YOUR TASK: Reproduce verbatim every line from the start of the records through the line containing "positive clicks: (290, 213)", including that line.

BEGIN THE DATA

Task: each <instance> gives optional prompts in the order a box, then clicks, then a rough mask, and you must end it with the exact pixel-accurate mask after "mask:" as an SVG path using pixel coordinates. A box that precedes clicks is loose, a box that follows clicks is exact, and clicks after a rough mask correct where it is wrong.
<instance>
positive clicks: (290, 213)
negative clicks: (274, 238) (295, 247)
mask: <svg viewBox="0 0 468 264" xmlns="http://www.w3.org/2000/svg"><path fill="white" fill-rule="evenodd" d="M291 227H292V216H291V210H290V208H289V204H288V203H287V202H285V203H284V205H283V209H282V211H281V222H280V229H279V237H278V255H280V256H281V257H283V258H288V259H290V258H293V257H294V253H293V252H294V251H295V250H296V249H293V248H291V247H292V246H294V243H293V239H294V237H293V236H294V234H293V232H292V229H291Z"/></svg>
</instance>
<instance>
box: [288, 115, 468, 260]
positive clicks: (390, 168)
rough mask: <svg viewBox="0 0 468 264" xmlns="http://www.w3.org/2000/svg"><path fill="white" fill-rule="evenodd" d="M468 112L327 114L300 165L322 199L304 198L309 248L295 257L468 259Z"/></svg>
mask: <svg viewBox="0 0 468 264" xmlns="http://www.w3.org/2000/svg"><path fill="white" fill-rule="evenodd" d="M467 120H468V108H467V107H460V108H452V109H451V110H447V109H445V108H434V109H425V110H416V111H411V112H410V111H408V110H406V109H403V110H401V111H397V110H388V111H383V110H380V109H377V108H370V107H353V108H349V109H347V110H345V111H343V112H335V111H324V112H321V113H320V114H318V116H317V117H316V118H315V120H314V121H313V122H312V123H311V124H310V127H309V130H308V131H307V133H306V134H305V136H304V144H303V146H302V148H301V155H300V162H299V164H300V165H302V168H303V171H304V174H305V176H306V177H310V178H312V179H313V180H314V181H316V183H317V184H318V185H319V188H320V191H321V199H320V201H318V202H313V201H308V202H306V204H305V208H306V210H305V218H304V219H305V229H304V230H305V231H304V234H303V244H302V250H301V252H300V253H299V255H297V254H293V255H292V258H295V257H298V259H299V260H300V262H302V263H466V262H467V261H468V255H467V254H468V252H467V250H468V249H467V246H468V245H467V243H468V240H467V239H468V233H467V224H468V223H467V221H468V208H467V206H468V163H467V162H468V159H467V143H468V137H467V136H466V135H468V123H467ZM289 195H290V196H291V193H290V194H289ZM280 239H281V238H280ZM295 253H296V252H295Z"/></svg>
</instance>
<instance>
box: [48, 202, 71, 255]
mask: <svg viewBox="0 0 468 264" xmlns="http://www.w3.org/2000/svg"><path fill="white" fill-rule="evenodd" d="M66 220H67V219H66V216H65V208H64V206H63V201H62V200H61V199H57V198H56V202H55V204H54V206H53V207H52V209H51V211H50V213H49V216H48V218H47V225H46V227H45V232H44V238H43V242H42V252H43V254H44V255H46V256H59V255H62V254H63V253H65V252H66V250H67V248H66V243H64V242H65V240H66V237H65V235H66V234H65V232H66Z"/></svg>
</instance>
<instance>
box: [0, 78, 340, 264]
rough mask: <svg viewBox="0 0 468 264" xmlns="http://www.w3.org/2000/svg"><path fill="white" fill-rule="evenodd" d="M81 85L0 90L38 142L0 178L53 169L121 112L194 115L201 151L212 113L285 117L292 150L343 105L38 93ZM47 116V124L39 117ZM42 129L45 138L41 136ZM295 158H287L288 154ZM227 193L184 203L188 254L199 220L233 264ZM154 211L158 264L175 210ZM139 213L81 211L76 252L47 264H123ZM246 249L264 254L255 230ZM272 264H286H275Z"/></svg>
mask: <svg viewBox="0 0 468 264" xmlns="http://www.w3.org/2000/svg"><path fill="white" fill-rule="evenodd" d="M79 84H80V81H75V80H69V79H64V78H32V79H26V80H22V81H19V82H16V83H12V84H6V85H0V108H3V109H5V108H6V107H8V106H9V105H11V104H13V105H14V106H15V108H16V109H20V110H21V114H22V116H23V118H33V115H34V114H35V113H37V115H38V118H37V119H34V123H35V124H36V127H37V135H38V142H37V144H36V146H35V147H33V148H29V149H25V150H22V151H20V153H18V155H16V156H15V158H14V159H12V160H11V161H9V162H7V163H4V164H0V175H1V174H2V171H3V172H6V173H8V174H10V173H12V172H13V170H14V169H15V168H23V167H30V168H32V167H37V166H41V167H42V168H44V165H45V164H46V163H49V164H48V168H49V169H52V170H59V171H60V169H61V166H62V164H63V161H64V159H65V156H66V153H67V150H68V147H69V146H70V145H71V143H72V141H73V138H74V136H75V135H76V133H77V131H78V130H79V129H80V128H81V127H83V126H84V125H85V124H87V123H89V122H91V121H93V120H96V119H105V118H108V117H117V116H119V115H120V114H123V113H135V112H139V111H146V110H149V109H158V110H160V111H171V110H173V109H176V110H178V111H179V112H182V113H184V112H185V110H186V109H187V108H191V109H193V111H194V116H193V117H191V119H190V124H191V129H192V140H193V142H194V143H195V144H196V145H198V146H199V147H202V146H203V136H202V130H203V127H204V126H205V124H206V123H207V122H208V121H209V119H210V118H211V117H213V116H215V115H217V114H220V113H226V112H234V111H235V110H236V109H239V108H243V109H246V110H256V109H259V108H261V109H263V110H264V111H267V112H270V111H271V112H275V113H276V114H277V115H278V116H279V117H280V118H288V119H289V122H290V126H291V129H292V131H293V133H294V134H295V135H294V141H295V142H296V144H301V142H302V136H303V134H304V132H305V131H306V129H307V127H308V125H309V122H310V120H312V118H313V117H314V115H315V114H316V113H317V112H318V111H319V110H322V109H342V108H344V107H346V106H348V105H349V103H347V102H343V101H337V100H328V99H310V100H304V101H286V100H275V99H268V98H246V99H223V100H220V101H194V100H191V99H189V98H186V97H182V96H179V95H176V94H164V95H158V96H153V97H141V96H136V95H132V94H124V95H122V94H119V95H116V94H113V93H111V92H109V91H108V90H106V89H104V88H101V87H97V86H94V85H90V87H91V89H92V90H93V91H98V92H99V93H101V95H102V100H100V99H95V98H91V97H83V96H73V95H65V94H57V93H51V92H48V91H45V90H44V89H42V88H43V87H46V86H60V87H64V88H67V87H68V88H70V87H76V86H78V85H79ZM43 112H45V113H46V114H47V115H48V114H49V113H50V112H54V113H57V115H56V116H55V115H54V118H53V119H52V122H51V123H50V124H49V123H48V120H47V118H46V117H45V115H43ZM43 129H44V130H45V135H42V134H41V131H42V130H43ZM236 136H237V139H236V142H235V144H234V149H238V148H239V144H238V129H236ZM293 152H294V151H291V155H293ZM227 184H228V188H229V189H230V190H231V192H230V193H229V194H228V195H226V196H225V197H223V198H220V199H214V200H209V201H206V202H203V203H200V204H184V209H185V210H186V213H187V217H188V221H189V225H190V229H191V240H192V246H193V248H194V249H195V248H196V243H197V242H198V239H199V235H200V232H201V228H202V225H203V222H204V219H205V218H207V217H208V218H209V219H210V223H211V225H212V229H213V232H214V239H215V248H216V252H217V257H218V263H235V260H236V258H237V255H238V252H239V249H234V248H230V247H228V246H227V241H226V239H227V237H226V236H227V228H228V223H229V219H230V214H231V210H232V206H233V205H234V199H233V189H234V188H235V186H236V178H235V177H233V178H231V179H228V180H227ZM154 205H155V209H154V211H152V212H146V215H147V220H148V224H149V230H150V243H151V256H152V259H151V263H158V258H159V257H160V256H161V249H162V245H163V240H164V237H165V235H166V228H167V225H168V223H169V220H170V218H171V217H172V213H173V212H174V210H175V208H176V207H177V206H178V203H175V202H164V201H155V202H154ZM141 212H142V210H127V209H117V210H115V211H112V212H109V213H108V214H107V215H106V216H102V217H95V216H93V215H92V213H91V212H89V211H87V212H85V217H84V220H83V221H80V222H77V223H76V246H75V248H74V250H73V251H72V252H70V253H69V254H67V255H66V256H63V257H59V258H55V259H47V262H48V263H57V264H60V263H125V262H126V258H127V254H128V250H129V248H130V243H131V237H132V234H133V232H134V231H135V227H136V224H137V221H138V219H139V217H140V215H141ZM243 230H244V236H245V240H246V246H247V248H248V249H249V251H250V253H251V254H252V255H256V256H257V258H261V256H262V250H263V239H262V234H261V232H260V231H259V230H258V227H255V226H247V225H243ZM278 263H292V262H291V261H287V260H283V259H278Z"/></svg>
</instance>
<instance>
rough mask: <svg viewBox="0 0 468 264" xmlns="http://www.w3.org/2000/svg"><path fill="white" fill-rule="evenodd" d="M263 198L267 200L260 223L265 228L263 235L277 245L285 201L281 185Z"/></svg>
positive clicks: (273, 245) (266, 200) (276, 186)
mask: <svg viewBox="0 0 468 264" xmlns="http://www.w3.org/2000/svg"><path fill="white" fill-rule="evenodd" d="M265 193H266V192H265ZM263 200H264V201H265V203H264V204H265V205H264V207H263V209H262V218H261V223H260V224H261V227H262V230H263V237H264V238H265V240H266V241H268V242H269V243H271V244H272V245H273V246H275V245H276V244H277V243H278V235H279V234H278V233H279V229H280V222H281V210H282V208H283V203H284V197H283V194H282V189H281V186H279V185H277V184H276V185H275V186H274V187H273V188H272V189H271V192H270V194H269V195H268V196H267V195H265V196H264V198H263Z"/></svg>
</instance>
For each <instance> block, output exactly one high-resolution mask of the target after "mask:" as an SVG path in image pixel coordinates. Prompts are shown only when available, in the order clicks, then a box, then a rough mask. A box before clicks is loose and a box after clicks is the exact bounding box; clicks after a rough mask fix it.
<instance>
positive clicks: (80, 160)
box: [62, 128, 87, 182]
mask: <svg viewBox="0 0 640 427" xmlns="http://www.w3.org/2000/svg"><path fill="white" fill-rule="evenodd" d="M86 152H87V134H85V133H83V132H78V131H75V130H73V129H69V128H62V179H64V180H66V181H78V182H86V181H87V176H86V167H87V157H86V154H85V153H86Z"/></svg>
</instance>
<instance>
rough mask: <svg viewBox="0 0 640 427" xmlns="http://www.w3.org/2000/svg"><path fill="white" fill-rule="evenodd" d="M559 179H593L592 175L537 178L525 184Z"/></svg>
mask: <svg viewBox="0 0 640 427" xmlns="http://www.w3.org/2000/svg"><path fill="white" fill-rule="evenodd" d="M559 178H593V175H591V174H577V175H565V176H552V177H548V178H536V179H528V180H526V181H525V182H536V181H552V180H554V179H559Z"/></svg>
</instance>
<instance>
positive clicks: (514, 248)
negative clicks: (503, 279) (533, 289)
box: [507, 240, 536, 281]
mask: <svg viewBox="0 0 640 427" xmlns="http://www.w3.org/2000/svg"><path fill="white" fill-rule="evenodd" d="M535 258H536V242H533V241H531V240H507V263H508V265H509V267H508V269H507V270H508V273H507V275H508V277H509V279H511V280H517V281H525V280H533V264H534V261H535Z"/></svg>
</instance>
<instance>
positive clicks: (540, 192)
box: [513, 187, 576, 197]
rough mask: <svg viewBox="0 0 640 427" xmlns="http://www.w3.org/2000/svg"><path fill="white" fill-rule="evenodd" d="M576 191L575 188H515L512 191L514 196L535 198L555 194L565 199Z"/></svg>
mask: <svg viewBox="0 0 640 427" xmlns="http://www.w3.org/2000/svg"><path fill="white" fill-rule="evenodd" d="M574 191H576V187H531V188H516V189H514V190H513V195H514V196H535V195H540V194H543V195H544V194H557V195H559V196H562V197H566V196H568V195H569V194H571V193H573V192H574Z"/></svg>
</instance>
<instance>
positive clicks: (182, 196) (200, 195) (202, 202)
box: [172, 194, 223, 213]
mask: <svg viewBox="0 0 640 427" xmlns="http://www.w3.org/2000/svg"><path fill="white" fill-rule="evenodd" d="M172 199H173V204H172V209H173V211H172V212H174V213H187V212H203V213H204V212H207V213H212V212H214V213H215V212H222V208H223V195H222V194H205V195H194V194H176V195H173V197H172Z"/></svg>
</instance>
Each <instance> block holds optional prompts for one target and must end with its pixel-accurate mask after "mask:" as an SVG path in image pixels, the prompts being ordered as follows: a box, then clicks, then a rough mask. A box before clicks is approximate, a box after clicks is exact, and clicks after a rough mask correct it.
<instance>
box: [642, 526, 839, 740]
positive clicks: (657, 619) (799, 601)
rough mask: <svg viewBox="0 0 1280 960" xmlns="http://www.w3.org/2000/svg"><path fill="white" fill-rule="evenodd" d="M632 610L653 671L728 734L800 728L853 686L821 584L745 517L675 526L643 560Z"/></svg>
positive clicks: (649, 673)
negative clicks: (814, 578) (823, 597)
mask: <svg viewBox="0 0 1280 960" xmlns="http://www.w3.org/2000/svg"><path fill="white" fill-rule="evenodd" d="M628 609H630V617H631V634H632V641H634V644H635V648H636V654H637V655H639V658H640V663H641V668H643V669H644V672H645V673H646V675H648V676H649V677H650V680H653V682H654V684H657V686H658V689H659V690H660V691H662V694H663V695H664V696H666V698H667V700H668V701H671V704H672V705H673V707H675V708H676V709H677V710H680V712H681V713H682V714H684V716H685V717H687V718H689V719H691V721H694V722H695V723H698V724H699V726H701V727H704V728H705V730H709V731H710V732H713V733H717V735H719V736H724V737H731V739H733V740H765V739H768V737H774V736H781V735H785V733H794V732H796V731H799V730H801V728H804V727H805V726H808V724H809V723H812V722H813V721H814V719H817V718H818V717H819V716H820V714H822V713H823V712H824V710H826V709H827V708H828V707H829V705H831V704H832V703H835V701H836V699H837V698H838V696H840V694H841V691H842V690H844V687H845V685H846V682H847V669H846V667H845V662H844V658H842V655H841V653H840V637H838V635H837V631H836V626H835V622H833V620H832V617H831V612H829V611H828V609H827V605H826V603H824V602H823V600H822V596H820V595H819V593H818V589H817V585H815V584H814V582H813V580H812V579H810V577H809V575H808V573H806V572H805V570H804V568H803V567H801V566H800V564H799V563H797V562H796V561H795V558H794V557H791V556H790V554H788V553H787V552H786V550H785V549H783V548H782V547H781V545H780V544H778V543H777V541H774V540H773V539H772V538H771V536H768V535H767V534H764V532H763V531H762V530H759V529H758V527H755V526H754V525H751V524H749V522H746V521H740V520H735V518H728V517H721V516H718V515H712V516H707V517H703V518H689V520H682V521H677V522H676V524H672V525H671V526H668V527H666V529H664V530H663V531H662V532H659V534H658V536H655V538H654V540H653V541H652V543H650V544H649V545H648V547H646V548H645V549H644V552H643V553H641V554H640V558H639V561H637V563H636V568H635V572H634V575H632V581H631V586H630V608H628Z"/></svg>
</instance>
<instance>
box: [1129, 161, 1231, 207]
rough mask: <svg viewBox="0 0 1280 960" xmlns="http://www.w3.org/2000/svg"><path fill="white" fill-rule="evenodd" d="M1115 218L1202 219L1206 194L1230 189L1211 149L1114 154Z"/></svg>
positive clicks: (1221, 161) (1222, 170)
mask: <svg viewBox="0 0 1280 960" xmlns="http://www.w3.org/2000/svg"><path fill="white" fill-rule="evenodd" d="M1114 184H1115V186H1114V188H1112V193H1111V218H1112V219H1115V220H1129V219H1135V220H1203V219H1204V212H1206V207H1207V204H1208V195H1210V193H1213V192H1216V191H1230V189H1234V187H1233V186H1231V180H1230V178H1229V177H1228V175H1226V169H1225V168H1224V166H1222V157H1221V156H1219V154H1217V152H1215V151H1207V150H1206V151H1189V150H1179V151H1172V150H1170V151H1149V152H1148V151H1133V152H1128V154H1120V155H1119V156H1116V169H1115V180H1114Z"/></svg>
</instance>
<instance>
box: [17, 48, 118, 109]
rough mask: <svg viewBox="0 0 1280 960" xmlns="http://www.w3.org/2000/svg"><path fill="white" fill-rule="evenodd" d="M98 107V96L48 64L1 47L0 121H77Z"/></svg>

END THE DATA

EXERCISE OUTPUT:
Task: each <instance> gives optional prompts in the order a box, then clicks, then a rough mask, and you must end it with the exact pixel-accurate mask after "mask:" as an SVG path using pixel coordinates. A box that precedes clicks is loose, a box that follows clicks is exact, and clicks after a rough mask correct where it is wrong.
<instance>
positive clicks: (290, 213)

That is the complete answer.